## Document section
- - - - -
Nobel Peace Prize 2014: Pakistani Malala Yousafzai, Indian Kailash Satyarthi Honored For Fighting For Children's Rights

Malala Yousafzai, Kailash Satyarthi Win Nobel Peace Prize

"Children must go to school and not be financially exploited," The Norwegian Nobel Committee stated in a press release. "In the poor countries of the world, 60% of the present population is under 25 years of age. It is a prerequisite for peaceful global development that the rights of children and young people be respected."

Yousafzai, 17, was shot in the head by Taliban militants in 2012 for having the temerity to seek an education. The Islamist militant group also took issue with her for publishing a blog in 2009 that promoted the right to education.

"I think of it often and imagine the scene clearly. Even if they come to kill me, I will tell them what they are doing is wrong, that education is our basic right," Yousafzai said on her website.

After receiving treatment for her injuries in a British hospital, Yousafzai dedicated herself to the cause of education for all. She said being shot had only strengthened her resolve.

"They can only shoot a body, they cannot shoot my dreams," Yousafzai said. "They shot me because they wanted to tell me that, 'we want to kill you and to stop you campaigning', but they did the biggest mistake: they injured me, and they told me through that attack, that even death is supporting me, even death does not want to kill me."

Yousafzai penned the bestselling book, "I Am Malala: The Girl Who Stood Up For Education And Was Shot By The Taliban," and launched The Malala Fund, a nonprofit organization focused on helping girls go to school and promoting their right of education. For her efforts, she has received the Sakharov Prize for Freedom of Thought, the European Union's annual human rights award. Previous winners include Nobel Peace Prize laureates Aung San Suu Kyi and Nelson Mandela.

Satyarthi, 60, is a children's rights activist who has dedicated his life to helping the millions of youths in India and around the world that have been forced into slavery.

A former electrical engineer, Satyarthi has participated in countless peaceful demonstrations and protests against the exploitation of children. He has mounted raids on factories where children were forced to work, and helped free and rehabilitate thousands. Satyarthi also established Rugmark (now known as Goodweave), a group that aims to "stop child labor in the carpet industry and to replicate its market-based approach in other sectors," and currently heads the Global March Against Child Labor, a conglomeration of 2,000 social-minded organizations and trade unions in 140 countries.
- - - - -
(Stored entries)

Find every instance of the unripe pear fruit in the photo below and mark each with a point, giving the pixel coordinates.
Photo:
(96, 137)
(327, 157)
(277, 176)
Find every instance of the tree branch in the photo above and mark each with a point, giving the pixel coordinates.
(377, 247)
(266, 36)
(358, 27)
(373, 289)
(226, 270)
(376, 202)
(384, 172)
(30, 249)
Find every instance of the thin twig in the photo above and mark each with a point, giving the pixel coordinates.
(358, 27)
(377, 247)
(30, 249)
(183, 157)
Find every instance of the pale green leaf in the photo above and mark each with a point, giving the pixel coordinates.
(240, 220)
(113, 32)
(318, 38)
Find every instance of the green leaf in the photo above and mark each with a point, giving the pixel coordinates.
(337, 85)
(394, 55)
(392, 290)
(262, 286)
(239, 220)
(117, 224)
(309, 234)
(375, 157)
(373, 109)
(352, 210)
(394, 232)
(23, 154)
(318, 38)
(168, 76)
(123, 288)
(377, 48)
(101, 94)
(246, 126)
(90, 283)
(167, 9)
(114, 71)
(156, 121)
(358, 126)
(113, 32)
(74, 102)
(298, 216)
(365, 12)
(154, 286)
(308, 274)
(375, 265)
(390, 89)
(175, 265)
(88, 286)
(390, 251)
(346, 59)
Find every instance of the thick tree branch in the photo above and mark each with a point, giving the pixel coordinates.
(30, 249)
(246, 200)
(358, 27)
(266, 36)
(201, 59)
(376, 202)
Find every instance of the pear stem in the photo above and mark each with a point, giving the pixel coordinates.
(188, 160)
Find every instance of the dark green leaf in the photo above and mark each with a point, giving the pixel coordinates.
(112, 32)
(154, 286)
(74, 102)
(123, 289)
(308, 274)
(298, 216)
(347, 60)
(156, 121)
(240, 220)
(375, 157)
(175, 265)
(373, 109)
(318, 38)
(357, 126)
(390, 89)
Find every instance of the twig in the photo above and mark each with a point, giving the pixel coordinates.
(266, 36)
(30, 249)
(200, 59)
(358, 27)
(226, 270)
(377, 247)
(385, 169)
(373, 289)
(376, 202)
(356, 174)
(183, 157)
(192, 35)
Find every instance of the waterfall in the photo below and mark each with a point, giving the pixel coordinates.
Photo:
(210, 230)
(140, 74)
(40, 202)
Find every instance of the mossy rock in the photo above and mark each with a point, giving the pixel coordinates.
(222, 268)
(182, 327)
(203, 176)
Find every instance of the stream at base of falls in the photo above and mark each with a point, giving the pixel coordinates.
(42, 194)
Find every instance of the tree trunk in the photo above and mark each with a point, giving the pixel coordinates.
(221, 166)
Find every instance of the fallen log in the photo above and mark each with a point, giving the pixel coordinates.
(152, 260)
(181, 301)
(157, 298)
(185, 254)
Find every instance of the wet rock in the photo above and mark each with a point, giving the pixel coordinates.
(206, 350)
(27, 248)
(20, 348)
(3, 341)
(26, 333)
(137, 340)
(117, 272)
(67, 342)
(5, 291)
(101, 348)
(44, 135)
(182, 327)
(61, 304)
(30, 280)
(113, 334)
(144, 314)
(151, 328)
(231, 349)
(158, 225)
- - - - -
## The task
Copy the Nobel Peace Prize article again, beginning with the words "Yousafzai, 17, was" and stopping after "on her website.", with "Malala" put in place of "Yousafzai" everywhere it occurs.

## Output for this task
Malala, 17, was shot in the head by Taliban militants in 2012 for having the temerity to seek an education. The Islamist militant group also took issue with her for publishing a blog in 2009 that promoted the right to education.

"I think of it often and imagine the scene clearly. Even if they come to kill me, I will tell them what they are doing is wrong, that education is our basic right," Malala said on her website.